#### Work to be completed:
Copy every one of the records below word for word, changing nothing in any line.
======== Rows
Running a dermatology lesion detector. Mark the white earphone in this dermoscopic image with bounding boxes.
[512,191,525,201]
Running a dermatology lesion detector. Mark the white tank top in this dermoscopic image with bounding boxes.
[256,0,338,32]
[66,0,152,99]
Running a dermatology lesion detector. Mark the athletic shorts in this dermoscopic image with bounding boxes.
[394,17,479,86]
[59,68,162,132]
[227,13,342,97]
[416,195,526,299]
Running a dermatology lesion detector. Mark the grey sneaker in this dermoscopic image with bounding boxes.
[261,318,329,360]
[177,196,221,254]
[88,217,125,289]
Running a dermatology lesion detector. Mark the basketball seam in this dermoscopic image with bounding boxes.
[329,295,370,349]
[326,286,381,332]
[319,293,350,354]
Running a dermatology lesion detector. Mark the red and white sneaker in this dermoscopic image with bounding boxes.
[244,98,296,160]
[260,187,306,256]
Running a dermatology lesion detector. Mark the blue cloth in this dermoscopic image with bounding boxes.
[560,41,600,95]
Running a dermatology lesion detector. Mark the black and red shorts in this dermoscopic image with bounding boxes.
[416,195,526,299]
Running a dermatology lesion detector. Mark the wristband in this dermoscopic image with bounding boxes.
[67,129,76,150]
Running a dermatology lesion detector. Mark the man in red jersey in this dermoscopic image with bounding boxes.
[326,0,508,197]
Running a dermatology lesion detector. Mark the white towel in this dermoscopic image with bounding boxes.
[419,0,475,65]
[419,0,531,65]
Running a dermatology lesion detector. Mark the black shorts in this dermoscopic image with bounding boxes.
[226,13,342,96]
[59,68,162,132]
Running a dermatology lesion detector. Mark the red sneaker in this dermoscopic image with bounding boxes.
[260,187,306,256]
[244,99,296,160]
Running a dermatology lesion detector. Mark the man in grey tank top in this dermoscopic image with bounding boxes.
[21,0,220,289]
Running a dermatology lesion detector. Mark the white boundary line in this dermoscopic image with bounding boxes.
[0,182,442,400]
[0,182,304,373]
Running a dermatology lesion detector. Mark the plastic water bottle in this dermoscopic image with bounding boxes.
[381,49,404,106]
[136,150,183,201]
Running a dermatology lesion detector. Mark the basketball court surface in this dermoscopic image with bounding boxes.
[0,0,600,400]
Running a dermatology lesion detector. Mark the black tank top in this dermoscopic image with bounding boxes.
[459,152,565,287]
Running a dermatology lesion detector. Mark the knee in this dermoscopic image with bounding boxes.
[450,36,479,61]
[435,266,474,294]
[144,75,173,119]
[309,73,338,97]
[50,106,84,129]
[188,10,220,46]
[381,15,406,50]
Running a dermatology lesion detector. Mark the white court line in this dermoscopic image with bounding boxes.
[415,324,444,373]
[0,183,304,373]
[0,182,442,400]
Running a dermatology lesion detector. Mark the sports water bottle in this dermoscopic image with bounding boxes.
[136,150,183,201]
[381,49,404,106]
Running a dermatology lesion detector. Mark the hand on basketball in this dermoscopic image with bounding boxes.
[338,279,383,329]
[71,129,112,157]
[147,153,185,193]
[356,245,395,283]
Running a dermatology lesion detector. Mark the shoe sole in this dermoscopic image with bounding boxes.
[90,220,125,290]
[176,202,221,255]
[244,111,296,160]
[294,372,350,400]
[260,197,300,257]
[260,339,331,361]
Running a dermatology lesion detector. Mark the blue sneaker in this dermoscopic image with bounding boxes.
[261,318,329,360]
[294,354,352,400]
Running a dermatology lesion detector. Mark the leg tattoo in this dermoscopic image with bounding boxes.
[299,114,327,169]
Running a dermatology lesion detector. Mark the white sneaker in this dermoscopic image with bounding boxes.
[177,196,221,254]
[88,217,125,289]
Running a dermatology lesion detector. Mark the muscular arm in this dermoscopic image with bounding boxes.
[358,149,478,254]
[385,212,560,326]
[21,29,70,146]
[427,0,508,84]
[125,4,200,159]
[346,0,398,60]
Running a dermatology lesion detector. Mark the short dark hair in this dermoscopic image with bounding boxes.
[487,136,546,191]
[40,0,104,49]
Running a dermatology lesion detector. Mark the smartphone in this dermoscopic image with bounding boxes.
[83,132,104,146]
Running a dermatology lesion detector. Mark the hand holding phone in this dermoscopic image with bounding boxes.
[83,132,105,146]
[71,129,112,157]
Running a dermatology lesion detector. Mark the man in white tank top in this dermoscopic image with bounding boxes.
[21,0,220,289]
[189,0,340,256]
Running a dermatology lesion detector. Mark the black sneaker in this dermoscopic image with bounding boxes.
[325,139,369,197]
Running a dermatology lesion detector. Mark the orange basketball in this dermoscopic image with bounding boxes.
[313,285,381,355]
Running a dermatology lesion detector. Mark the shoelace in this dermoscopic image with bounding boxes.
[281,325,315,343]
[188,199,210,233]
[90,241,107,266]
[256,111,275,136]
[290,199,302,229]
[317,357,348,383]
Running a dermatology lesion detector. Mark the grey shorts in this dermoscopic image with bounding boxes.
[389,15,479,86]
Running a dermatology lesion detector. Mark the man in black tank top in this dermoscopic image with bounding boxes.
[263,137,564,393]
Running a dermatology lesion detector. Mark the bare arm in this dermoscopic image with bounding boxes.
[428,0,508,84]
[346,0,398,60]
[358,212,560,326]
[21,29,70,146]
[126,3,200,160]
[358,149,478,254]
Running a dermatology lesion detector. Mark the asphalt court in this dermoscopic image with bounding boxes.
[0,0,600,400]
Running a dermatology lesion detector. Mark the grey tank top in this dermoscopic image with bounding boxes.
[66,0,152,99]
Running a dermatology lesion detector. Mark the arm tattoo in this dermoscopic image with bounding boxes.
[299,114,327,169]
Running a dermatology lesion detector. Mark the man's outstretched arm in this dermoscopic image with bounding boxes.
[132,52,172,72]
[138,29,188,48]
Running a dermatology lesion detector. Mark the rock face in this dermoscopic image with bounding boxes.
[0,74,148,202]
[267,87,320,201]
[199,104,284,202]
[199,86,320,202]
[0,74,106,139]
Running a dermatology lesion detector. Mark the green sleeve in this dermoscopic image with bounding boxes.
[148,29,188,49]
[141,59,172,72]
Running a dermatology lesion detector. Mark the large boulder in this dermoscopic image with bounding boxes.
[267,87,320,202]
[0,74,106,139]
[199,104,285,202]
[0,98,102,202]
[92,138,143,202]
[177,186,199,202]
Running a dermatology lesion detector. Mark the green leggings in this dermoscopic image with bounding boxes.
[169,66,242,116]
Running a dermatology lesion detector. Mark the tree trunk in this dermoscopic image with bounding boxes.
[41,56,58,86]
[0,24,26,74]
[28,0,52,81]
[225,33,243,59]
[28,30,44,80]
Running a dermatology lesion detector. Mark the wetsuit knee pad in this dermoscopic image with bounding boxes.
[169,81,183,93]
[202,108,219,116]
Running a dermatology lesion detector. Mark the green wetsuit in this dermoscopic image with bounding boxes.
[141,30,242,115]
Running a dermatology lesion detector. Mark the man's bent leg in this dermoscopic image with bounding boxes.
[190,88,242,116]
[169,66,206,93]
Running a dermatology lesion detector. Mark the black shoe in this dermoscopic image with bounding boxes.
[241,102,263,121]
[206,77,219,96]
================
#### Written answer:
Running a dermatology lesion detector. Mark the white earphone in this dermoscopic image with bounding boxes.
[512,191,525,201]
Running a dermatology lesion detector. Mark the white tank top in this dermoscopic image with bounding boxes.
[256,0,338,32]
[66,0,152,99]
Running a dermatology lesion detector. Mark the athletic shorts in this dermoscopic image with bounding boxes.
[394,17,479,86]
[59,68,162,132]
[227,13,342,97]
[416,195,526,299]
Running a dermatology lesion detector. Mark the grey sneaker in this dermoscopic image with bounding boxes.
[261,318,329,360]
[177,196,221,254]
[88,217,125,289]
Running a dermatology lesion detector. Mark the basketball seam in this dermoscopic image with bounding boxes.
[329,295,370,349]
[326,286,381,332]
[319,293,350,354]
Running a dermatology lesion detector. Mark the red and white sneaker in this dermoscopic image with bounding boxes.
[244,98,296,160]
[260,187,306,256]
Running a dermatology lesion detector. Mark the blue cloth in this dermoscopic image with bounding boxes.
[560,41,600,95]
Running a dermatology lesion detector. Mark the black and red shorts in this dermoscopic image with bounding boxes.
[416,195,526,299]
Running a dermatology lesion detector. Mark the wristband in this dermoscopic image with bounding boxes.
[67,129,76,150]
Running a dermatology lesion detector. Mark the man in red jersey in this dermoscopic image with bounding boxes.
[326,0,508,197]
Running a dermatology lesion detector. Mark the white towel in this dermoscopic image with bounding boxes.
[419,0,475,65]
[419,0,531,65]
Running a dermatology lesion detector. Mark the black shorts in this dermoscopic image with bounding boxes.
[226,13,342,96]
[59,68,162,132]
Running a dermatology lesion detector. Mark the red sneaker in this dermoscopic image with bounding boxes.
[260,187,306,256]
[244,99,296,160]
Running a dermatology lesion detector. Mark the man in grey tank top in this dermoscopic image with bounding boxes.
[21,0,220,289]
Running a dermatology lesion detector. Mark the white boundary line in this dermoscopic image with bounding boxes.
[0,182,442,400]
[0,182,304,373]
Running a dermatology lesion detector. Mark the plastic water bottle in this dermoscopic image with bounding boxes.
[381,49,404,106]
[136,150,183,201]
Running a dermatology lesion detector. Mark the basketball court surface in this dermoscopic image with bounding boxes.
[0,0,600,400]
Running a dermatology lesion detector. Mark the black tank top in this dermoscopic image with bounding boxes.
[459,152,565,287]
Running a dermatology lesion detector. Mark the knee in this dermoscopic image with bounding boxes.
[450,36,479,61]
[435,266,474,294]
[144,75,173,119]
[309,73,338,97]
[50,106,84,129]
[188,10,220,46]
[381,15,406,50]
Running a dermatology lesion detector. Mark the white court line in this dermoscopic image with bounding boxes.
[415,324,444,373]
[0,183,304,373]
[0,182,442,400]
Running a dermatology lesion detector. Mark the sports water bottle in this dermoscopic image with bounding boxes.
[136,150,183,201]
[381,49,404,106]
Running a dermatology lesion detector. Mark the hand on basketball in this dermoscopic image with bounding boxes.
[338,279,383,329]
[71,129,112,157]
[147,153,185,193]
[356,245,395,283]
Running a dermatology lesion detector. Mark the shoe sole in this dermoscopic image with bounding boxes.
[90,220,125,290]
[176,202,221,255]
[244,111,296,160]
[294,372,350,400]
[260,197,300,257]
[260,339,331,361]
Running a dermatology lesion detector. Mark the blue sneaker in this dermoscopic image with bounding boxes.
[261,318,329,360]
[294,354,352,400]
Running a dermatology lesion detector. Mark the leg tattoo in this dermoscopic image with bounding boxes.
[299,114,327,169]
Running a dermatology lesion detector. Mark the white sneaker in this dermoscopic image with bounding boxes.
[177,196,221,254]
[88,217,125,289]
Running a dermatology lesion detector. Mark the muscular arm in this dermoscopic image with bounding boxes.
[358,149,478,254]
[385,212,560,326]
[21,29,70,146]
[427,0,508,84]
[125,4,200,159]
[346,0,398,60]
Running a dermatology lesion detector. Mark the short dark hair in this dermoscopic image with bounding boxes.
[487,136,546,191]
[40,0,104,49]
Running a dermatology lesion detector. Mark the smartphone in this dermoscopic image with bounding boxes.
[83,132,104,146]
Running a dermatology lesion detector. Mark the hand holding phone in this dermoscopic image with bounding boxes.
[83,132,105,146]
[71,129,112,157]
Running a dermatology lesion detector. Mark the man in white tank top in this dermoscopic image with bounding boxes.
[21,0,220,289]
[189,0,340,256]
Running a dermatology lesion detector. Mark the black sneaker in this dermoscopic image with bounding boxes.
[325,139,369,197]
Running a dermatology lesion detector. Mark the orange basketball in this dermoscopic image with bounding boxes.
[313,285,381,355]
Running a dermatology lesion detector. Mark the shoelace in this dermoscopic image with bounding boxes.
[281,325,315,343]
[188,199,210,233]
[90,241,107,266]
[256,111,275,136]
[290,199,302,229]
[317,357,348,383]
Running a dermatology lesion detector. Mark the grey shorts in this dermoscopic image with bounding boxes.
[389,15,479,86]
Running a dermatology lesion detector. Mark the man in black tank top in this dermoscopic image with bounding boxes.
[263,137,564,393]
Running a dermatology lesion detector. Mark the bare arm in this dermoscopic image with bounding boxes.
[428,0,508,84]
[346,0,398,60]
[358,212,560,326]
[21,29,70,146]
[126,3,200,160]
[358,149,478,254]
Running a dermatology lesion detector. Mark the asphalt court in this dermoscopic image with bounding boxes.
[0,0,600,400]
Running a dermatology lesion detector. Mark the grey tank top in this dermoscopic image with bounding boxes.
[66,0,152,99]
Running a dermatology lesion detector. Mark the arm tattoo in this dermoscopic image with bounding boxes.
[299,114,327,169]
Running a dermatology lesion detector. Mark the man's outstretched arm in this dermoscopic image with bounding boxes.
[132,52,172,72]
[138,29,188,48]
Running a dermatology lesion detector. Mark the rock face in this dermoscopic image with bounding boxes.
[0,74,148,202]
[267,87,320,201]
[199,104,284,202]
[199,86,320,202]
[0,74,106,139]
Running a dermatology lesion detector. Mark the green sleeve in this dermoscopic image with bounding boxes.
[148,29,188,49]
[141,59,172,72]
Running a dermatology lesion detector. Mark the large boulder in this dermoscopic image with bounding boxes.
[267,87,320,202]
[0,74,106,139]
[199,104,285,202]
[0,98,102,202]
[92,138,143,202]
[177,186,199,202]
Running a dermatology lesion detector. Mark the green leggings in this dermoscopic image with bounding boxes.
[169,66,242,116]
Running a dermatology lesion detector. Mark the tree trunk in this dermoscopic image with bounding boxes.
[41,56,58,86]
[0,24,26,74]
[28,0,52,81]
[225,33,243,59]
[28,30,44,80]
Running a dermatology lesion detector. Mark the wetsuit knee pad in this dermoscopic image with bounding boxes.
[169,81,183,93]
[202,108,219,116]
Running a dermatology lesion detector. Mark the green wetsuit in this dermoscopic image with bounding boxes.
[141,30,242,115]
Running a dermatology lesion detector. Mark the man's bent leg in this dermoscopic image with bounding boxes.
[190,88,242,116]
[169,66,206,93]
Running a dermatology lesion detector. Mark the black shoe in this dermoscopic image with bounding boxes.
[241,102,263,121]
[206,77,219,96]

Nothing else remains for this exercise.